● **Tekst**:

De advocaat-generaal is in de gelegenheid gesteld een verweerschrift in te dienen. Hiervan is geen gebruik gemaakt.

Beoordeling

1. De kantonrechter heeft het beroep niet-ontvankelijk verklaard, omdat het verzuim om de gronden van het beroep op te geven niet binnen de daartoe gestelde termijn is hersteld.
2. De gemachtigde van de betrokkene voert aan dat de hem geboden termijn van één week voor het herstellen van het verzuim, onaanvaardbaar kort is.
3. Ingevolge artikel 6:5, eerste lid, sub d, van de Algemene wet bestuursrecht (Awb) dient een beroepschrift de gronden van het beroep te bevatten. Indien niet is voldaan aan dat vereiste kan het beroep op grond van artikel 6:6 van de Awb niet-ontvankelijk worden verklaard, mits de indiener de gelegenheid heeft gehad het verzuim te herstellen binnen een hem daartoe gestelde termijn.
4. Uit het dossier blijkt dat de gemachtigde op 18 augustus 2015 op nader aan te voeren gronden beroep heeft ingesteld tegen de beslissing van de officier van justitie. De griffier van de rechtbank heeft bij brief van 23 februari 2016 de gemachtigde in de gelegenheid gesteld om voor 3 maart 2016 de gronden van het beroep in te dienen. In die brief is tevens vermeld dat indien het niet (tijdig) indienen van de gronden tot gevolg kan hebben dat de kantonrechter het beroep niet-ontvankelijk verklaart. Uit het dossier blijkt verder dat na de zitting op 3 maart 2016 door de rechtbank een fax van de gemachtigde is ontvangen waarin gronden worden aangevoerd.
5. Naar oordeel van het hof heeft de gemachtigde niet een redelijke termijn voor het aanvoeren van gronden gekregen en is het beroep van de betrokkene daarom ten onrechte niet-ontvankelijk verklaard. Het hof zal de beslissing van de kantonrechter vernietigen
6. Voor terugwijzing van de zaak naar de kantonrechter, als door de gemachtigde verzocht, bestaat geen grond. Artikel 20d, tweede lid, Wet administratieve handhaving verkeersvoorschriften biedt daartoe geen grondslag, ook niet naar analogie. Het hof zal doen wat de kantonrechter had behoren te doen en de gemachtigde in de gelegenheid stellen gronden aan te voeren tegen de beslissing van de officier van justitie.
7. Iedere verdere beslissing zal worden aangehouden.

Beslissing

Het gerechtshof:
stelt de gemachtigde in de gelegenheid om binnen vier weken na dagtekening van dit arrest gronden in te dienen tegen de beslissing van de officier van justitie;
houdt iedere verdere beslissing aan.
Dit arrest is gewezen door mr. Sekeris, in tegenwoordigheid van mr. Wijmenga als griffier, en uitgesproken ter openbare zitting.

● **Aangeleverde items**:

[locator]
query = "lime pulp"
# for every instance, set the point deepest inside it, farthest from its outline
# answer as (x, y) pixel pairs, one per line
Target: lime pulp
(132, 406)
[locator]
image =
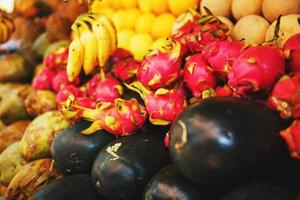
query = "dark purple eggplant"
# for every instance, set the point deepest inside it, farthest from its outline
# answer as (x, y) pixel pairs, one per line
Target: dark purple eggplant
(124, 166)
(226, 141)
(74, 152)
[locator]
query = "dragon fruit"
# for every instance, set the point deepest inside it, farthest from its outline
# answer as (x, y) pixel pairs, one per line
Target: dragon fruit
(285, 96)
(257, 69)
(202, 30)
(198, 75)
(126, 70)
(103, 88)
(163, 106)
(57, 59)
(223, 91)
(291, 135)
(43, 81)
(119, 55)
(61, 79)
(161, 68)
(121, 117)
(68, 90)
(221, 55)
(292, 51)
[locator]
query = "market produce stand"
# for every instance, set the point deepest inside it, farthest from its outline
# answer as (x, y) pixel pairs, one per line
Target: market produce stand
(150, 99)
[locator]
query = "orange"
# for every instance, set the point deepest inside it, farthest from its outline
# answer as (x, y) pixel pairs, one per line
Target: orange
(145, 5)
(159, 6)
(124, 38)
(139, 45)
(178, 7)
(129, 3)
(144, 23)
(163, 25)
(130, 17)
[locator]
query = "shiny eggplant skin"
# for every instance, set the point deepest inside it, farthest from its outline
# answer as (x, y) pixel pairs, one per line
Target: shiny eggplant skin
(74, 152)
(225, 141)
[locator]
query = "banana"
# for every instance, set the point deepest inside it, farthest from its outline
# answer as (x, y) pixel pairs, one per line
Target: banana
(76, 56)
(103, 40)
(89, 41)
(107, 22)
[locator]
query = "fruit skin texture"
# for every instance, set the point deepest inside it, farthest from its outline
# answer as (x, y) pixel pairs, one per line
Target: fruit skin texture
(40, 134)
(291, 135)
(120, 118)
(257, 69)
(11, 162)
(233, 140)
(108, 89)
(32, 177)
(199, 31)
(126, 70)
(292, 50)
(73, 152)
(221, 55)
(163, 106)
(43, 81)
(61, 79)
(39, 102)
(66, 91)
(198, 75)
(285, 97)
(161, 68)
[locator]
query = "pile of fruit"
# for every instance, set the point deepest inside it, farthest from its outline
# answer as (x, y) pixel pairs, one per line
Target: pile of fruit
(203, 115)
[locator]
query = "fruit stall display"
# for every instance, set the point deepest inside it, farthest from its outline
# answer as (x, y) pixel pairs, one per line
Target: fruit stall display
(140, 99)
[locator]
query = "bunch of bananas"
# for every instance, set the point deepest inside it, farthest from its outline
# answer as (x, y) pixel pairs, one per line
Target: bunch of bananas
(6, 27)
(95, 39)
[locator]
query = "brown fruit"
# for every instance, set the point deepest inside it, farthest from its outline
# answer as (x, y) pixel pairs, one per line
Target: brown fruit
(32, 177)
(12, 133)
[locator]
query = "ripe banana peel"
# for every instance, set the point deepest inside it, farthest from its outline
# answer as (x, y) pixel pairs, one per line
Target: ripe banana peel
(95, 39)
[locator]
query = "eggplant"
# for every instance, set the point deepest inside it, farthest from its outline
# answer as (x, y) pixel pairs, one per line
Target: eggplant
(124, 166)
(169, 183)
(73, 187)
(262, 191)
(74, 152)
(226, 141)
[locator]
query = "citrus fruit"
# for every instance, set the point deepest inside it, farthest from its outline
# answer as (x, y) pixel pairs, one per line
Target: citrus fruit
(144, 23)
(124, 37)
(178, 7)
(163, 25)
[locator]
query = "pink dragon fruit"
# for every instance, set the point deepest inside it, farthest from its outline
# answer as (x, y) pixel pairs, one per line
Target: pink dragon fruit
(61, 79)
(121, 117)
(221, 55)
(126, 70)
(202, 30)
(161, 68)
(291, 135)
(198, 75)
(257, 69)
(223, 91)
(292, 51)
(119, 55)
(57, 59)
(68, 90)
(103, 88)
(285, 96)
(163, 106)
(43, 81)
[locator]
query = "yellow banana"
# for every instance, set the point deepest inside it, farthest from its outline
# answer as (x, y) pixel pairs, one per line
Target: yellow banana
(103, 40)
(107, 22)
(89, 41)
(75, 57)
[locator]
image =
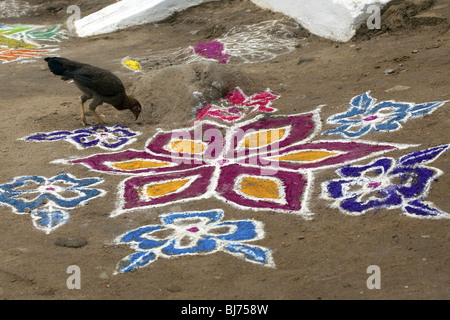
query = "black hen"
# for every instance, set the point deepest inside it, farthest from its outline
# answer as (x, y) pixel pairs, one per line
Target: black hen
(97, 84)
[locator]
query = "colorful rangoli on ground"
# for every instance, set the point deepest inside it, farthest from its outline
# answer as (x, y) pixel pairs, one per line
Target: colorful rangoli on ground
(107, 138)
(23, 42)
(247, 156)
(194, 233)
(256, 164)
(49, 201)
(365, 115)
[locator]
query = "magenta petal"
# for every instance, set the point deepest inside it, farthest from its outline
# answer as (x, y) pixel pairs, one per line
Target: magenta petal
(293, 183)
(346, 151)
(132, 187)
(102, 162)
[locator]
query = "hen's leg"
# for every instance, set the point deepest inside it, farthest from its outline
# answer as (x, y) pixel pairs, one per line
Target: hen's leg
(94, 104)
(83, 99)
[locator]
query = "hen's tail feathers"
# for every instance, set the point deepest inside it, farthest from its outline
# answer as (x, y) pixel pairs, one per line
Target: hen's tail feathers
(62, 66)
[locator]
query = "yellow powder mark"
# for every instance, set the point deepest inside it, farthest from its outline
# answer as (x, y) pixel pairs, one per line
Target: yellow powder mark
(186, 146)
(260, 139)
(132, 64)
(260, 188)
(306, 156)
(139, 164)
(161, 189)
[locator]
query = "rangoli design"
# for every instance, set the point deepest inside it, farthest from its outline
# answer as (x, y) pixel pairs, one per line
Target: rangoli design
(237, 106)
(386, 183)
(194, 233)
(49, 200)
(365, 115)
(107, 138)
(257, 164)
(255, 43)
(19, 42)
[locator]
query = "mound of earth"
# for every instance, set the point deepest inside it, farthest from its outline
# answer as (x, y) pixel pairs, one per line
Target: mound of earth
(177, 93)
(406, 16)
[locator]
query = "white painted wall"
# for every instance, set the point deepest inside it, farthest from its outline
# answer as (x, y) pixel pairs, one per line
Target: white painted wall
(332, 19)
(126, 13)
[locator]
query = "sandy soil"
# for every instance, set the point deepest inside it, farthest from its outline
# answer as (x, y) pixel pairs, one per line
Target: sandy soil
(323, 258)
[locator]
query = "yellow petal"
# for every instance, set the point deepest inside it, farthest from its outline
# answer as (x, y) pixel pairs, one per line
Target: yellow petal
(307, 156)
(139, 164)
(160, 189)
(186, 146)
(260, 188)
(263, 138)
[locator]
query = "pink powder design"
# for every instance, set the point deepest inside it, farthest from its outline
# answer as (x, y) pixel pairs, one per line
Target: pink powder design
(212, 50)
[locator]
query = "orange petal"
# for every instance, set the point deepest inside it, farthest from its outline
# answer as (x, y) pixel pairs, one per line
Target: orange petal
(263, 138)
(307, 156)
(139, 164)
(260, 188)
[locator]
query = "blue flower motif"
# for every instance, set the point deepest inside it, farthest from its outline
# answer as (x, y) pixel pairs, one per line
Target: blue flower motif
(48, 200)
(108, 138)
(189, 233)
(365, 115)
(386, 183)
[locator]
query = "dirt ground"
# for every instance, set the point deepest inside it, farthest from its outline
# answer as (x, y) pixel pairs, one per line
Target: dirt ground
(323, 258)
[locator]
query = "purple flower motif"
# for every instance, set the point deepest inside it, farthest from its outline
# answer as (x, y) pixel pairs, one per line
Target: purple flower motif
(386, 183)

● **Korte opdracht**:
Schrijf het stuk van de uitspraak over dat opent met de woorden "4. Uit het dossier" en sluit met "gronden worden aangevoerd.", en vervang daarin "fax" door "e-mail". Ga alleen uit van wat er in de uitspraak staat.

● **Antwoord**:
4. Uit het dossier blijkt dat de gemachtigde op 18 augustus 2015 op nader aan te voeren gronden beroep heeft ingesteld tegen de beslissing van de officier van justitie. De griffier van de rechtbank heeft bij brief van 23 februari 2016 de gemachtigde in de gelegenheid gesteld om voor 3 maart 2016 de gronden van het beroep in te dienen. In die brief is tevens vermeld dat indien het niet (tijdig) indienen van de gronden tot gevolg kan hebben dat de kantonrechter het beroep niet-ontvankelijk verklaart. Uit het dossier blijkt verder dat na de zitting op 3 maart 2016 door de rechtbank een e-mail van de gemachtigde is ontvangen waarin gronden worden aangevoerd.